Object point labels

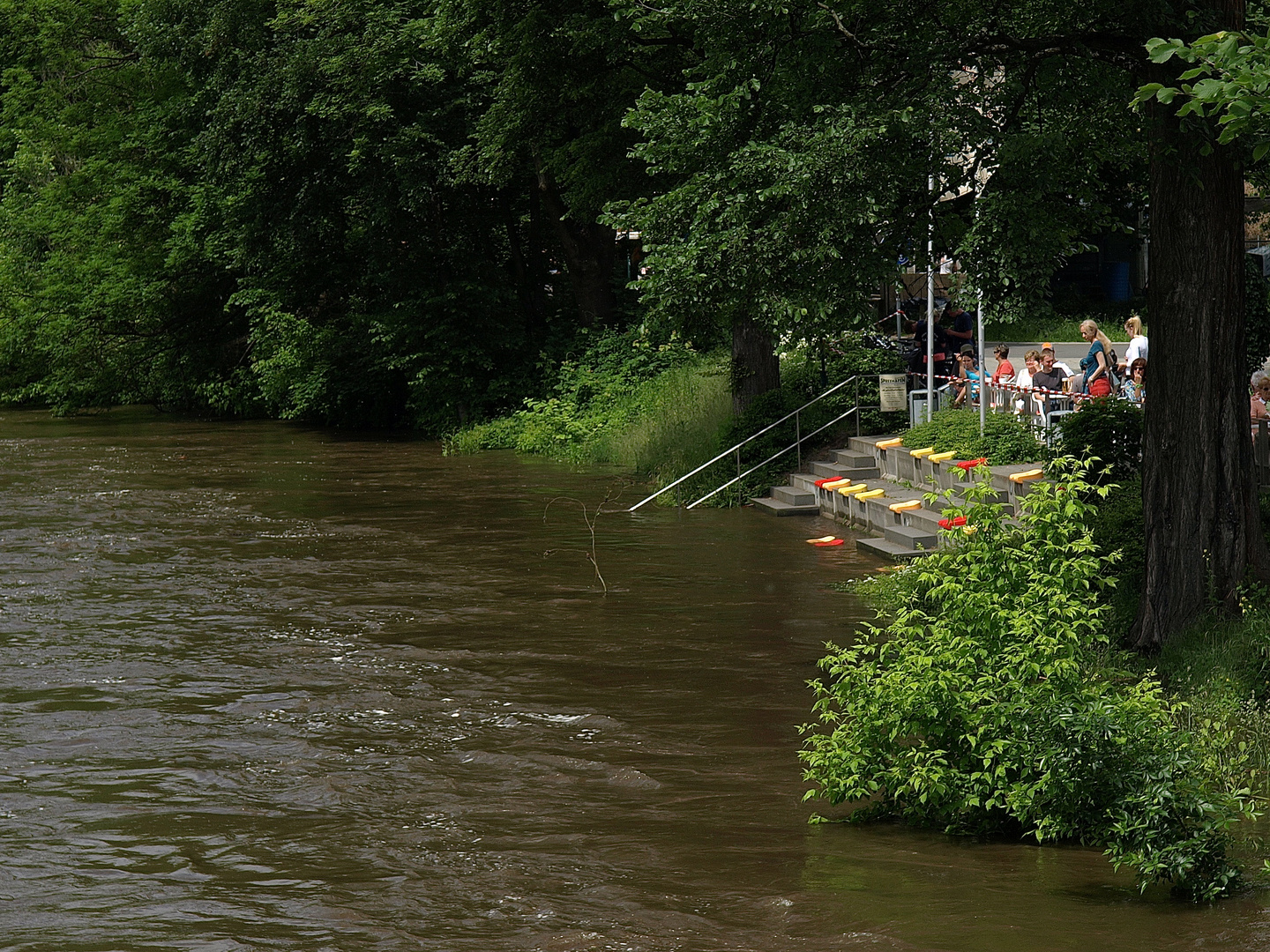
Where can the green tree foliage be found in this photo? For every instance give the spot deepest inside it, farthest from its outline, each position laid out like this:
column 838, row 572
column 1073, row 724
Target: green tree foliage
column 355, row 212
column 794, row 167
column 992, row 703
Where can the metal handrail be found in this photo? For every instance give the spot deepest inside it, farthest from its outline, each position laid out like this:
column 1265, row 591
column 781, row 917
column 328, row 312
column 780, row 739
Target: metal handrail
column 755, row 469
column 747, row 439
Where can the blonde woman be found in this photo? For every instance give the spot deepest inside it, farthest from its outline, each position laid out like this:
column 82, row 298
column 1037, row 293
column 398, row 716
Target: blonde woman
column 1096, row 365
column 1137, row 343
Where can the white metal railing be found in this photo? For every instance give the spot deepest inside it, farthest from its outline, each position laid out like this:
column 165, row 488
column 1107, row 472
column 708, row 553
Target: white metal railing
column 1261, row 453
column 736, row 450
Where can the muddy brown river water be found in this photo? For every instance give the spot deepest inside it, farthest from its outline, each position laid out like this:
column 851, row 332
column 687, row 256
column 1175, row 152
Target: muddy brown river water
column 273, row 688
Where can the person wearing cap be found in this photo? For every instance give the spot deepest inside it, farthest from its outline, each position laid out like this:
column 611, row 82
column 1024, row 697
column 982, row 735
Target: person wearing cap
column 1067, row 371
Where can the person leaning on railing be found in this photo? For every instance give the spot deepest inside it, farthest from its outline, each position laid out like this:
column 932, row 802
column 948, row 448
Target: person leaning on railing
column 1096, row 365
column 1137, row 346
column 1032, row 365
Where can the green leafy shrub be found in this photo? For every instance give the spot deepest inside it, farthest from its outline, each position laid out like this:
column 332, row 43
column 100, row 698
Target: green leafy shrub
column 1108, row 429
column 993, row 703
column 624, row 400
column 1005, row 438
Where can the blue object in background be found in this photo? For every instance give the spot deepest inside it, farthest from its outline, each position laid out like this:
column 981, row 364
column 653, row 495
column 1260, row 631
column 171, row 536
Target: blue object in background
column 1116, row 280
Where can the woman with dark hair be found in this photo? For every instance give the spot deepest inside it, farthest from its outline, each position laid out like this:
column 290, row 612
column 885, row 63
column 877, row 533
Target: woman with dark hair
column 1136, row 387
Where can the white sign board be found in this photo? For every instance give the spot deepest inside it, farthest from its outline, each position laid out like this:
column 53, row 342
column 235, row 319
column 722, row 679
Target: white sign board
column 892, row 392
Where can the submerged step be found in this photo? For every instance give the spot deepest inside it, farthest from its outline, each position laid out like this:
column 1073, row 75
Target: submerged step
column 912, row 537
column 793, row 496
column 778, row 508
column 884, row 547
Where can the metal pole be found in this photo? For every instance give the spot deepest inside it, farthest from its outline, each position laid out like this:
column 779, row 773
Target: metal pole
column 983, row 355
column 798, row 433
column 983, row 367
column 930, row 303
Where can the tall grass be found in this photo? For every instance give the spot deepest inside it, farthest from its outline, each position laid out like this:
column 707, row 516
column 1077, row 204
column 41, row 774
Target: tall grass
column 657, row 428
column 672, row 423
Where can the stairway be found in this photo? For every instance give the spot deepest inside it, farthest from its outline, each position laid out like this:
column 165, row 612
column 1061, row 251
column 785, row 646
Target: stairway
column 900, row 536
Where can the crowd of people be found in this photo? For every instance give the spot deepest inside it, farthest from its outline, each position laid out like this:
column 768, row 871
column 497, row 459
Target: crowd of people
column 1102, row 374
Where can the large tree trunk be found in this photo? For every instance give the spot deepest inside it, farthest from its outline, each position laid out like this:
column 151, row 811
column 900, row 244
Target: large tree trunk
column 589, row 254
column 755, row 367
column 1199, row 495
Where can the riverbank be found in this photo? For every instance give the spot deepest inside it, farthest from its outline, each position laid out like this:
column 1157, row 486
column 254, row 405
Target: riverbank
column 660, row 412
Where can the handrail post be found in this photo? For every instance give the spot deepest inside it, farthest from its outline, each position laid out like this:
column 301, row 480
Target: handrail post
column 798, row 435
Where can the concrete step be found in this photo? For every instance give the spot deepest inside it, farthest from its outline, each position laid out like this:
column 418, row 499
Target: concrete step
column 885, row 548
column 841, row 471
column 778, row 508
column 912, row 537
column 854, row 458
column 804, row 481
column 793, row 496
column 923, row 519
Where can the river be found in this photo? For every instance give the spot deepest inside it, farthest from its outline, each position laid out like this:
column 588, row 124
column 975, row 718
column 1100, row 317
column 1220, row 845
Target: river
column 273, row 688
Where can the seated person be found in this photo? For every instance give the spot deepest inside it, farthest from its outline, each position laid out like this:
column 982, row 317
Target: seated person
column 1050, row 375
column 968, row 378
column 1062, row 366
column 1005, row 372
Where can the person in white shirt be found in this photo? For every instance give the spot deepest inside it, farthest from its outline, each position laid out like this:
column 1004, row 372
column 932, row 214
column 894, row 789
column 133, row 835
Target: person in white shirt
column 1032, row 363
column 1137, row 343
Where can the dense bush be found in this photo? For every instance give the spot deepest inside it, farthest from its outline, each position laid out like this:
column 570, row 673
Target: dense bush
column 1005, row 438
column 1108, row 429
column 993, row 703
column 1120, row 528
column 653, row 409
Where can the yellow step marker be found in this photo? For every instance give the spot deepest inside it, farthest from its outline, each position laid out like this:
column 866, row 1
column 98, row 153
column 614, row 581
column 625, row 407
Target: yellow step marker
column 1027, row 475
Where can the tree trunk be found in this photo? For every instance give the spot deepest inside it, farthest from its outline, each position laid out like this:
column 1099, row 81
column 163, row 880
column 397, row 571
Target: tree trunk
column 755, row 367
column 1199, row 493
column 589, row 254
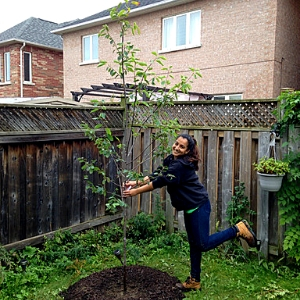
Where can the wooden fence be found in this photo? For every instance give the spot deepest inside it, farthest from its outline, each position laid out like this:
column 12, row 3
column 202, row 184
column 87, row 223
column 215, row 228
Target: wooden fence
column 43, row 188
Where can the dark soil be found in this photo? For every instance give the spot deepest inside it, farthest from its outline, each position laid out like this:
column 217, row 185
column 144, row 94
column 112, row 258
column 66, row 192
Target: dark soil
column 141, row 283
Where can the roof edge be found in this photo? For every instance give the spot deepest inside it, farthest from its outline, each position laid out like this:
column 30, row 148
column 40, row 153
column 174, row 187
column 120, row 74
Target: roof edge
column 134, row 12
column 11, row 41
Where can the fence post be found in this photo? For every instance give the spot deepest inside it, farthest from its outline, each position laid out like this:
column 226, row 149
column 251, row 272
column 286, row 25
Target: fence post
column 263, row 199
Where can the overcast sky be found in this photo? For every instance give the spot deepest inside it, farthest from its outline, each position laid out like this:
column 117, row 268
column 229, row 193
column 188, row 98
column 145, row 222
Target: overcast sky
column 58, row 11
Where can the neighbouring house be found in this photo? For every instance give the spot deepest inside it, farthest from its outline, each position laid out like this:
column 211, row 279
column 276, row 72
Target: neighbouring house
column 244, row 49
column 31, row 60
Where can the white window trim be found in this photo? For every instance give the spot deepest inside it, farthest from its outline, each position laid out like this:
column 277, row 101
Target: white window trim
column 30, row 68
column 90, row 61
column 187, row 45
column 6, row 56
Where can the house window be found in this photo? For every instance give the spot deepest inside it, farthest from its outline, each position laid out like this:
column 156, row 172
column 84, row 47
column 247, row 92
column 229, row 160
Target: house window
column 90, row 48
column 181, row 31
column 6, row 66
column 27, row 67
column 228, row 97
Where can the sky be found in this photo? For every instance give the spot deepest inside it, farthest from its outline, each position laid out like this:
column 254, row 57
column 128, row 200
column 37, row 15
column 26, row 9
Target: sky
column 58, row 11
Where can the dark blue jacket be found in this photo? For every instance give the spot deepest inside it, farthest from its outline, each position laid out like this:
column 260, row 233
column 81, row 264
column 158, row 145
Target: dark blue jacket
column 182, row 183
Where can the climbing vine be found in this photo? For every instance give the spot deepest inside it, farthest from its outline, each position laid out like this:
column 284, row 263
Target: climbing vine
column 289, row 195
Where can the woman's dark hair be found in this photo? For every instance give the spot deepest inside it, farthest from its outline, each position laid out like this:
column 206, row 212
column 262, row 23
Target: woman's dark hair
column 194, row 153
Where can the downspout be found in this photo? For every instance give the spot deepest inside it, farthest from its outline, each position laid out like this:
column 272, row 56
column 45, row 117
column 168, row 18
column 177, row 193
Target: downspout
column 21, row 69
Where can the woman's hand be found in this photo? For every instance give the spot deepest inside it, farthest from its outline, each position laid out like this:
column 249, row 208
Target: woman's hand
column 129, row 192
column 129, row 183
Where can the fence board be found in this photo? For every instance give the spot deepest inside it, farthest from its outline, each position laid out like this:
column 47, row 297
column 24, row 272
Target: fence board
column 14, row 228
column 146, row 152
column 227, row 174
column 31, row 190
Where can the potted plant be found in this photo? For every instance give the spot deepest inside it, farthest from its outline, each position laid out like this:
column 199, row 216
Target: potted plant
column 270, row 173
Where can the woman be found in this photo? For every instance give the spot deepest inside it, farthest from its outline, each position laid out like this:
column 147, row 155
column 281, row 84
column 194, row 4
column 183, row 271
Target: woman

:: Exercise ::
Reproduce only the portion of the listing from the line with "Where can the handrail" up to and including the line with "column 1027, row 475", substituting "innermost" for "deepest" wherever it occurs and leaving everything else unchanged.

:: Task solution ::
Where can the handrail post be found in this photo? For every instance give the spot innermost inside it, farthest from its outline, each position laid out like this:
column 301, row 480
Target: handrail post
column 798, row 435
Where can the concrete step be found in this photo? For every instance give the spot innermost inside it, farthest from its outline, each position laid out like this:
column 418, row 499
Target: concrete step
column 885, row 548
column 841, row 471
column 778, row 508
column 912, row 537
column 854, row 458
column 804, row 481
column 793, row 496
column 923, row 519
Where can the river be found in this photo? For every instance give the spot innermost inside it, farthest from its outline, each position laid out like this:
column 588, row 124
column 975, row 718
column 1100, row 317
column 1220, row 845
Target: river
column 273, row 688
Where can the seated person be found in this photo? For every instance give the spot innermost inside it, farthest from its outline, each position laid out like this:
column 982, row 317
Target: seated person
column 1050, row 375
column 968, row 378
column 1062, row 366
column 1005, row 372
Where can the person in white shirt be found in this photo? For every instance give the spot innermost inside it, farthest from its outline, each position laid out like this:
column 1004, row 372
column 932, row 214
column 894, row 789
column 133, row 835
Target: person in white shirt
column 1032, row 363
column 1137, row 343
Where can the dense bush be found in this photo? For every instance give the spot innermost inside it, farthest from its outline, each position laid out like this:
column 570, row 673
Target: dense bush
column 1005, row 438
column 1108, row 429
column 993, row 703
column 1120, row 528
column 653, row 409
Where can the yellow step marker be found in this photo? For every instance give the spot innermost inside it, farthest from its outline, each position laid out like this:
column 866, row 1
column 98, row 153
column 614, row 581
column 625, row 407
Target: yellow step marker
column 1027, row 475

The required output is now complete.